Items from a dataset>
▼

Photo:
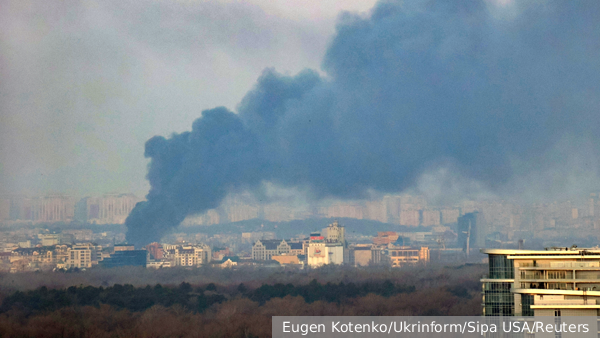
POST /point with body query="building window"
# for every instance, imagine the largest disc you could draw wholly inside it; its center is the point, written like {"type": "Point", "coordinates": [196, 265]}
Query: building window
{"type": "Point", "coordinates": [501, 267]}
{"type": "Point", "coordinates": [526, 302]}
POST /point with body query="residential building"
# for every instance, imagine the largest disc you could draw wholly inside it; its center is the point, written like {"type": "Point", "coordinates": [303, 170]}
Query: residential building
{"type": "Point", "coordinates": [321, 252]}
{"type": "Point", "coordinates": [192, 255]}
{"type": "Point", "coordinates": [335, 233]}
{"type": "Point", "coordinates": [126, 258]}
{"type": "Point", "coordinates": [403, 255]}
{"type": "Point", "coordinates": [472, 230]}
{"type": "Point", "coordinates": [267, 248]}
{"type": "Point", "coordinates": [556, 281]}
{"type": "Point", "coordinates": [82, 256]}
{"type": "Point", "coordinates": [361, 255]}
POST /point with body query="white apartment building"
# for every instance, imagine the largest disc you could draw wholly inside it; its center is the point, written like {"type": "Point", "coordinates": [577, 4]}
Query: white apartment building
{"type": "Point", "coordinates": [552, 282]}
{"type": "Point", "coordinates": [82, 256]}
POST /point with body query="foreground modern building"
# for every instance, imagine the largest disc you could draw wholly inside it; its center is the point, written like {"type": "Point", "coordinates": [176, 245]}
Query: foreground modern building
{"type": "Point", "coordinates": [551, 282]}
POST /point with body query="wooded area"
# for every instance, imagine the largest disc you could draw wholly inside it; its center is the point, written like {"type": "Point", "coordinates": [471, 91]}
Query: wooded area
{"type": "Point", "coordinates": [236, 310]}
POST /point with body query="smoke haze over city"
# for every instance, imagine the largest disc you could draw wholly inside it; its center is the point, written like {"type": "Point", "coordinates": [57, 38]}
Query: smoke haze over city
{"type": "Point", "coordinates": [448, 100]}
{"type": "Point", "coordinates": [487, 90]}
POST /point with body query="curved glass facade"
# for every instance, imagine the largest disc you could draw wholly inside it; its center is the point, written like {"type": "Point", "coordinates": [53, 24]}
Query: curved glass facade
{"type": "Point", "coordinates": [498, 300]}
{"type": "Point", "coordinates": [501, 267]}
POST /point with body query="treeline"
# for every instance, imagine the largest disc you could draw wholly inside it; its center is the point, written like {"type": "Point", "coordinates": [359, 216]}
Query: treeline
{"type": "Point", "coordinates": [204, 308]}
{"type": "Point", "coordinates": [192, 299]}
{"type": "Point", "coordinates": [329, 292]}
{"type": "Point", "coordinates": [237, 317]}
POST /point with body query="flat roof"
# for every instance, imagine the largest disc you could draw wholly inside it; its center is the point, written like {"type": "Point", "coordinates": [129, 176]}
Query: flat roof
{"type": "Point", "coordinates": [513, 252]}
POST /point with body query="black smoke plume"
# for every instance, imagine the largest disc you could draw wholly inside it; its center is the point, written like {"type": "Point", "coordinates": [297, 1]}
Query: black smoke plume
{"type": "Point", "coordinates": [487, 88]}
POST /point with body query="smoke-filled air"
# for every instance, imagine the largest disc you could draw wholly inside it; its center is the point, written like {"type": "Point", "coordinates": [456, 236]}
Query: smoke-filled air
{"type": "Point", "coordinates": [493, 90]}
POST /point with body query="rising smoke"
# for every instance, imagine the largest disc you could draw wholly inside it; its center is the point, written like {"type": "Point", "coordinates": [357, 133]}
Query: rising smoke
{"type": "Point", "coordinates": [487, 88]}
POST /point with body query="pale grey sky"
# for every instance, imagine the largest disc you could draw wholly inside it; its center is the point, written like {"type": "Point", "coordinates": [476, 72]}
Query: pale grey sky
{"type": "Point", "coordinates": [85, 83]}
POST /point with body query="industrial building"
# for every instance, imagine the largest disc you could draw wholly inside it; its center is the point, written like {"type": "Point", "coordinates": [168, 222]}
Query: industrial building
{"type": "Point", "coordinates": [551, 282]}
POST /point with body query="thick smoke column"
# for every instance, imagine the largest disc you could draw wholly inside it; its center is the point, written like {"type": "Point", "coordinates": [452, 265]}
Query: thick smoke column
{"type": "Point", "coordinates": [475, 85]}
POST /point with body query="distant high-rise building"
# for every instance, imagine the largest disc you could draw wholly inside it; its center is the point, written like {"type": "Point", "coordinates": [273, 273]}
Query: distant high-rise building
{"type": "Point", "coordinates": [335, 233]}
{"type": "Point", "coordinates": [472, 228]}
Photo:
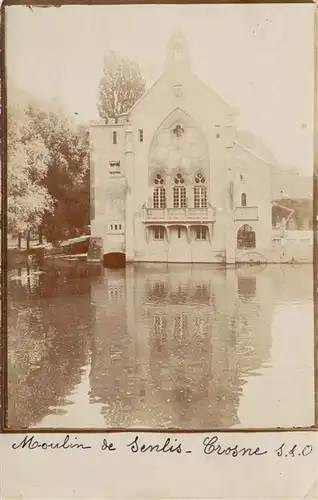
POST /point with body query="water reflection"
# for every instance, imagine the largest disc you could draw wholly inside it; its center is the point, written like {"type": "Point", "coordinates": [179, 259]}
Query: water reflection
{"type": "Point", "coordinates": [148, 346]}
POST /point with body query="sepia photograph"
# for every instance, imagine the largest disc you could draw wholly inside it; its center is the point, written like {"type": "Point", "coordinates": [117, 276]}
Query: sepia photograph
{"type": "Point", "coordinates": [160, 242]}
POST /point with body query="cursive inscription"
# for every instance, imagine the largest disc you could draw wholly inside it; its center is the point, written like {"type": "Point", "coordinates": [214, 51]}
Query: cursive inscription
{"type": "Point", "coordinates": [31, 443]}
{"type": "Point", "coordinates": [136, 446]}
{"type": "Point", "coordinates": [212, 445]}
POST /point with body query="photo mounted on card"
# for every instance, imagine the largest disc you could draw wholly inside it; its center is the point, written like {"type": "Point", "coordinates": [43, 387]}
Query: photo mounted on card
{"type": "Point", "coordinates": [160, 217]}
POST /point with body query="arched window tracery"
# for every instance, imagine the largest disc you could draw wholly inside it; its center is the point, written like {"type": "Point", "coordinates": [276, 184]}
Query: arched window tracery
{"type": "Point", "coordinates": [200, 191]}
{"type": "Point", "coordinates": [159, 192]}
{"type": "Point", "coordinates": [179, 192]}
{"type": "Point", "coordinates": [246, 237]}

▲

Written exercise>
Rewrite every one of the records above with "disc" changed to "circle" throughout, keeping every other line and character as is. Leave the pictures out of your answer.

Exercise output>
Photo:
POST /point with body query="building window"
# for every instance, imagine the largest circle you could draw wholly inside it; its center is the point, written like {"type": "Point", "coordinates": [196, 265]}
Query: building window
{"type": "Point", "coordinates": [501, 267]}
{"type": "Point", "coordinates": [526, 302]}
POST /point with body query="residential building"
# for every instance, imagine the largest circle you could draw wholly inside it; its center is the point, written like {"type": "Point", "coordinates": [303, 170]}
Query: residential building
{"type": "Point", "coordinates": [321, 252]}
{"type": "Point", "coordinates": [192, 255]}
{"type": "Point", "coordinates": [335, 233]}
{"type": "Point", "coordinates": [126, 258]}
{"type": "Point", "coordinates": [403, 255]}
{"type": "Point", "coordinates": [472, 230]}
{"type": "Point", "coordinates": [267, 248]}
{"type": "Point", "coordinates": [556, 281]}
{"type": "Point", "coordinates": [82, 256]}
{"type": "Point", "coordinates": [361, 255]}
POST /point with body query="white apartment building"
# for every instance, imagine the largest circle you could draw wholly inside it; its center is the point, written like {"type": "Point", "coordinates": [577, 4]}
Query: white apartment building
{"type": "Point", "coordinates": [552, 282]}
{"type": "Point", "coordinates": [82, 256]}
POST /point with body query="foreground modern building"
# for every instance, imagine the largest circle you could draw wholly inside it; its center is the point, written like {"type": "Point", "coordinates": [176, 245]}
Query: foreground modern building
{"type": "Point", "coordinates": [551, 282]}
POST /point with body query="wooded area"
# for every instance, imagine the largest circle you could draw wholly inside it; its center is the point, written like {"type": "Point", "coordinates": [471, 91]}
Query: wooded area
{"type": "Point", "coordinates": [236, 310]}
POST /point with body query="smoke haze over city"
# for every instance, imagine the largest circle you could draw wholly inside it; its center is the point, written like {"type": "Point", "coordinates": [57, 38]}
Query: smoke haze over city
{"type": "Point", "coordinates": [448, 100]}
{"type": "Point", "coordinates": [487, 90]}
POST /point with body query="curved glass facade"
# for every instance, imagine the largest circle you could draw wholly inside it; its center is the point, written like {"type": "Point", "coordinates": [53, 24]}
Query: curved glass facade
{"type": "Point", "coordinates": [498, 300]}
{"type": "Point", "coordinates": [501, 267]}
POST /point with body query="treeline"
# for every instance, imagine the largest circle you could draw wholly inside it; its center is the point, written like {"type": "Point", "coordinates": [359, 216]}
Query: treeline
{"type": "Point", "coordinates": [204, 308]}
{"type": "Point", "coordinates": [192, 299]}
{"type": "Point", "coordinates": [329, 292]}
{"type": "Point", "coordinates": [237, 317]}
POST /point with body query="flat roof"
# for every instance, imagine the largest circle you could draw wholly inside it; its center is the point, written like {"type": "Point", "coordinates": [129, 176]}
Query: flat roof
{"type": "Point", "coordinates": [513, 252]}
POST /point with body query="black smoke plume"
# for every instance, imagine the largest circle you could draw wholly inside it; its center is the point, written like {"type": "Point", "coordinates": [297, 1]}
Query: black smoke plume
{"type": "Point", "coordinates": [487, 88]}
POST /point with body query="smoke-filled air"
# for every instance, imagine the largest circle you could draw wholly inside it; its center is the point, written like {"type": "Point", "coordinates": [456, 236]}
Query: smoke-filled air
{"type": "Point", "coordinates": [493, 90]}
POST /point with body query="rising smoke"
# for every instance, imagine the largest circle you could draw wholly inside it; its center is the point, written like {"type": "Point", "coordinates": [357, 133]}
Query: rising smoke
{"type": "Point", "coordinates": [487, 88]}
POST /point with body query="pale grey sky"
# for every instance, imagine the largest circle you could draw wholly inside it; its center is the point, written like {"type": "Point", "coordinates": [476, 72]}
Query: pale grey sky
{"type": "Point", "coordinates": [85, 83]}
POST /point with body query="industrial building"
# for every instance, imagine the largest circle you could draw wholly inside it; its center is the point, written like {"type": "Point", "coordinates": [168, 222]}
Query: industrial building
{"type": "Point", "coordinates": [551, 282]}
POST /point with body query="thick smoke column"
# for every instance, imagine the largest circle you could draw wholly inside it; its center is the point, written like {"type": "Point", "coordinates": [452, 265]}
Query: thick smoke column
{"type": "Point", "coordinates": [475, 85]}
POST /point with body query="distant high-rise building"
# for every instance, imagine the largest circle you could draw wholly inside it; its center is the point, written like {"type": "Point", "coordinates": [273, 273]}
Query: distant high-rise building
{"type": "Point", "coordinates": [335, 233]}
{"type": "Point", "coordinates": [472, 228]}
Photo:
POST /point with body query="water reflection"
# for every instance, imagine the largest circle you could draw wholly inside it; its center is the point, written like {"type": "Point", "coordinates": [179, 259]}
Query: water reflection
{"type": "Point", "coordinates": [148, 346]}
POST /point with body query="sepia photograph"
# for every instance, imagine the largest circle you could draw wholly inside it; its center is the point, written like {"type": "Point", "coordinates": [117, 276]}
Query: sepia photograph
{"type": "Point", "coordinates": [160, 242]}
POST /point with body query="cursive inscription"
# for every instance, imagine the largest circle you could draw wholly inside it; its center is the point, written like {"type": "Point", "coordinates": [214, 51]}
Query: cursive inscription
{"type": "Point", "coordinates": [31, 443]}
{"type": "Point", "coordinates": [136, 446]}
{"type": "Point", "coordinates": [212, 445]}
POST /point with body query="photo mounted on card"
# for every instance, imagine the largest circle you could draw wholly inside it; its center is the point, written like {"type": "Point", "coordinates": [43, 387]}
Query: photo mounted on card
{"type": "Point", "coordinates": [160, 217]}
POST /point with body query="arched window tracery"
# for every instance, imagine the largest circle you could draw wholly inside it; its center is the point, written like {"type": "Point", "coordinates": [276, 184]}
Query: arched window tracery
{"type": "Point", "coordinates": [200, 191]}
{"type": "Point", "coordinates": [159, 192]}
{"type": "Point", "coordinates": [179, 192]}
{"type": "Point", "coordinates": [246, 237]}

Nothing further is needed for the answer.